WRITTEN REQUEST 1.
Arrange the entries from the line with "Excuse me, can you point out where the mound" up to and including the line with "[387,217,770,444]" as a two-column CSV with the columns text and answer. Give one row per entry, put each value in its own quoted field, and replace line breaks with spaces.

━━ SELECTED TEXT ━━

This has worked for other problem domains (e.g. A unified architecture for natural language processing: deep neural networks with multitask learning), though I'm not yet sure how useful multi-task learning will be for me I'd at least like to try it out.

If you're interested, we can start a discussion about this. This is not just implementation; we would have to discuss architecture choices, since it is not entirely clear what a Fork model would entail (we might end up implementing it as a Fork layer instead, just like the Merge layer).

I'm definitely interested. Do you want to start another thread and maybe lay out some of your thoughts about what might need to change to accommodate Fork models or layers?

iskandr on 19 Jun 2015

First, a heads up, with the current implementation of Merge, merging the results of a fork will result in a broken Theano function. It looks like this only requires minimal changes to fix.

I think there are a few natural options for how Fork should look in Keras:

Option A: fork as a function

models = fork(base_model, nb_branches=6)
#and
left, right = fork(base_model, nb_branches=2)

Option B: a Fork layer

left = Sequential()
left.add(Fork(base_model))
right = Sequential()
right.add(Fork(base_model))

Option C: a Fork model which would allow you to branch away from another model:

branch = Fork(base_model)
#and
branches = [Fork(base_model) for i in range(3)]

Given the way Merge works right now, adding to one of the pre-merged models after creating the merged model changes the resulting merged model:

model_merged = Sequential()
model_merged.add(Merge([model1, model2], mode=‘concat’))

━━━
━━ RECORDS FOR THIS EXERCISE ━━

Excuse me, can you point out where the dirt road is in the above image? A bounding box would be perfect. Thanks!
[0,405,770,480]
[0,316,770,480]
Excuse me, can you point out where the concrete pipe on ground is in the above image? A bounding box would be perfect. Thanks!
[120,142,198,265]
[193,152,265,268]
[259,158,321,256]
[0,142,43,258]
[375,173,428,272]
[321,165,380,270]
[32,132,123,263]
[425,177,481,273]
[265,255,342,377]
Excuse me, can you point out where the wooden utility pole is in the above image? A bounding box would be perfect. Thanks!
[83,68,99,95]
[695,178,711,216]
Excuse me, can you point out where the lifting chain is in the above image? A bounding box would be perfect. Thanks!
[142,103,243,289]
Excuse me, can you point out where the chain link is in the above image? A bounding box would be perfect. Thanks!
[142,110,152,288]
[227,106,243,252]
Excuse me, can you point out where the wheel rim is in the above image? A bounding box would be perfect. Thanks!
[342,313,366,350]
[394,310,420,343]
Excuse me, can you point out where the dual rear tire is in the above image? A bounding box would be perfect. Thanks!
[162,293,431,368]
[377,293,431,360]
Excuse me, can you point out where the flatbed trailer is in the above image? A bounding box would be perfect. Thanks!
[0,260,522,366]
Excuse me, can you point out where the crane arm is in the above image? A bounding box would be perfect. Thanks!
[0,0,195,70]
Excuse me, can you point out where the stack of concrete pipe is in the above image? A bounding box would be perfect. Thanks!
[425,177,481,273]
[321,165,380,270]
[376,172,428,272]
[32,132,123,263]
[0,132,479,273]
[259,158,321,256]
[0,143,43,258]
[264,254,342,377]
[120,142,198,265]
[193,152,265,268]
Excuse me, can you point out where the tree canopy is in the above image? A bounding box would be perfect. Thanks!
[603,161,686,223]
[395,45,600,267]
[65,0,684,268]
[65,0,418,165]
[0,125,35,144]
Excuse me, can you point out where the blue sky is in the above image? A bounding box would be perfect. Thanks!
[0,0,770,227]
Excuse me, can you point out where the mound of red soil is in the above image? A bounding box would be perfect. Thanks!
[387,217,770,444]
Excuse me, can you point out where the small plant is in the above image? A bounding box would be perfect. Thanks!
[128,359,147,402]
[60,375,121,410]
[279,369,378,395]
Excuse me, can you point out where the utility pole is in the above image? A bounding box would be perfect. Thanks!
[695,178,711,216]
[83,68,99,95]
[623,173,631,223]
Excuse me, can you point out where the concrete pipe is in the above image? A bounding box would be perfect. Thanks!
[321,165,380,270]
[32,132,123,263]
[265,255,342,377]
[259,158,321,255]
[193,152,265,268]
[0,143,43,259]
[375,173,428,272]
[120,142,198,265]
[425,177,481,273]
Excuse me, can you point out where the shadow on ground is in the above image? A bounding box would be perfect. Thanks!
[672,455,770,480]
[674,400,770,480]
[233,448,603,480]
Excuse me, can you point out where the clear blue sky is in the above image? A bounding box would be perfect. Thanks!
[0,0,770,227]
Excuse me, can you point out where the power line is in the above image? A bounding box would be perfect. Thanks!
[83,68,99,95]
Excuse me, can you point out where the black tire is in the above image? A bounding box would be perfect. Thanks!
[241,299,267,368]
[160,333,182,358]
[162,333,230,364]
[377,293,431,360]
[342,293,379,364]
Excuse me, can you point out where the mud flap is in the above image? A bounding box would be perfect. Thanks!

━━━

WRITTEN REQUEST 2.
Reproduce the passage of the Keras Fork discussion above word for word, from "I'm definitely interested." up to and including "models or layers?".

FINAL ANSWER 1.
text,answer
"Excuse me, can you point out where the mound of red soil is in the above image? A bounding box would be perfect. Thanks!","[387,217,770,444]"

FINAL ANSWER 2.
I'm definitely interested. Do you want to start another thread and maybe lay out some of your thoughts about what might need to change to accommodate Fork models or layers?